Image location labeling entries
# # # # # # #

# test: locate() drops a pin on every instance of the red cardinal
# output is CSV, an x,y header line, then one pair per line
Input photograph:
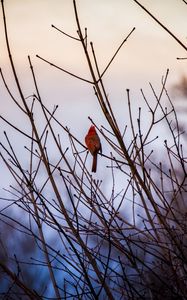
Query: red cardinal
x,y
94,146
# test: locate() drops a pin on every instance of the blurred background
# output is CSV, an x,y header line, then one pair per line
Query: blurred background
x,y
144,58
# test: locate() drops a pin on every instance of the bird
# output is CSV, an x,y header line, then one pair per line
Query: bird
x,y
93,144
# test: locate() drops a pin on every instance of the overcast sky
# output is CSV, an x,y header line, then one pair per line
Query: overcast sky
x,y
144,58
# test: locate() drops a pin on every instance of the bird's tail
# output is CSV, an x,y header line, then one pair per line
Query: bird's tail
x,y
94,164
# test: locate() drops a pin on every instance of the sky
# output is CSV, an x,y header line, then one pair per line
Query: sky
x,y
144,58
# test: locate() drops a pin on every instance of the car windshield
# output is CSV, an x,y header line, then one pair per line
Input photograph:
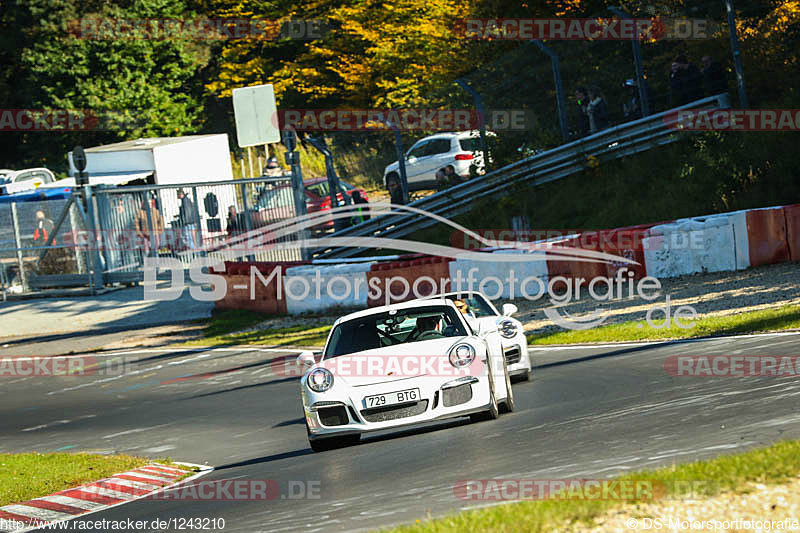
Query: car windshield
x,y
470,144
476,303
394,327
321,188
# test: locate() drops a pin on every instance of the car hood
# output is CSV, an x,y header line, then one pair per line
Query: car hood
x,y
396,363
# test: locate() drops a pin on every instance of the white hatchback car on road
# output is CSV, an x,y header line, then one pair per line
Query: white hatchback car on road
x,y
399,365
462,150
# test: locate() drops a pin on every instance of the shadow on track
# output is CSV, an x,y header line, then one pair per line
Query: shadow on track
x,y
614,353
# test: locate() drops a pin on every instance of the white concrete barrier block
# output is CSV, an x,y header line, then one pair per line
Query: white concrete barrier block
x,y
713,249
739,222
666,257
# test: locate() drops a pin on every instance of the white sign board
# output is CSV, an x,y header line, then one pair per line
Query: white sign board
x,y
256,115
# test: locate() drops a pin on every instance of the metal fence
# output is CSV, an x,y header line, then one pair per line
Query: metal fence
x,y
126,224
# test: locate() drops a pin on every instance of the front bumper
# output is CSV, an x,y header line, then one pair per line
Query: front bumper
x,y
440,398
516,354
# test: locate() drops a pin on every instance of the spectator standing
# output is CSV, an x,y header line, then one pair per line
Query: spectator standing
x,y
143,231
685,82
395,191
361,213
273,169
186,216
597,110
714,81
235,224
582,99
44,229
441,180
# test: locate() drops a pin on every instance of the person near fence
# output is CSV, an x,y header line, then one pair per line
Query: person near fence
x,y
273,169
685,82
582,123
632,107
143,231
44,229
186,218
395,191
597,110
441,180
714,81
236,223
361,213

# # # # # # #

Exercise task. Omit the pictures. Transcribe every record exactly.

Answer to the task.
# test: locate() drops a pin on every instance of the red cardinal
# output is CSV, an x,y header line, then one pair per line
Input photograph:
Query: red cardinal
x,y
94,146
# test: locate() drops a pin on every instance of the blurred background
# output is CSV, an x,y header line, then one pair per line
Query: blurred background
x,y
144,58
# test: locate() drops a pin on every instance of the bird
# output is CSV, an x,y header line, then one pair per line
Query: bird
x,y
93,144
# test: locate() drops a pin on every instance of the overcast sky
# output is CSV, an x,y header line, then one pair per line
Query: overcast sky
x,y
144,58
# test: locate() drops a pin on every instance of the bird's tail
# output is CSV, an x,y header line, then one pair per line
Query: bird's tail
x,y
94,164
# test: locate() drops a pin on every instance of the sky
# output is CSV, an x,y header line, then one pair per line
Query: sky
x,y
144,58
# test: locate() drops a pin on every instance of the car windshield
# output is CSV, an x,y header line, then one pair per line
Input photograph:
Query: car windshield
x,y
470,144
476,303
394,327
321,188
# test: locate() drops a pin on every instance of the car hood
# output is CSV, an x,y header line, then one pair per line
Query: car hood
x,y
396,363
# test: locate() drops a pin on every instance of the white hatchback car on road
# output is CSV, an x,y header line, then one pair per line
Query: white hatchback car on road
x,y
399,365
462,150
# test: locate() drops a pin on every instance of the shadow on track
# output is CSV, an x,y header line, then one pair per line
Query: shadow on track
x,y
614,353
# test: locate() drops a pin on every instance of the white concrete barrier block
# output is CSV, an x,y header line, then one pair per line
Query: white concrete barrier block
x,y
713,249
739,222
666,257
# test: locate() drops a pin on every instance of the white sign board
# output is CSV, an x,y header line, then one pair per line
Query: white sign board
x,y
256,115
# test: locate() drops a pin on every instance of the metal fence
# output is CSV, an x,y header line, then one pair per line
Query: metal fence
x,y
126,224
# test: locate() drops a pin on every instance of the front bumper
# output is CSV, an x,y header line, then one pair per line
Query: front bumper
x,y
440,398
516,354
# test: locate() drops a pin on every instance of the spectator standing
# output is CSV, an x,y header line, then one pair per line
Query: spectator standing
x,y
143,231
685,82
395,191
361,213
273,169
186,216
597,110
714,81
235,224
582,99
44,229
441,180
# test: locate() drops a pin on every instance of the person near fence
# output is CSV, an x,y header line, then one pair per line
Query: person near fence
x,y
273,169
685,82
582,123
632,107
143,231
44,229
186,218
395,191
597,110
441,180
714,81
236,223
361,213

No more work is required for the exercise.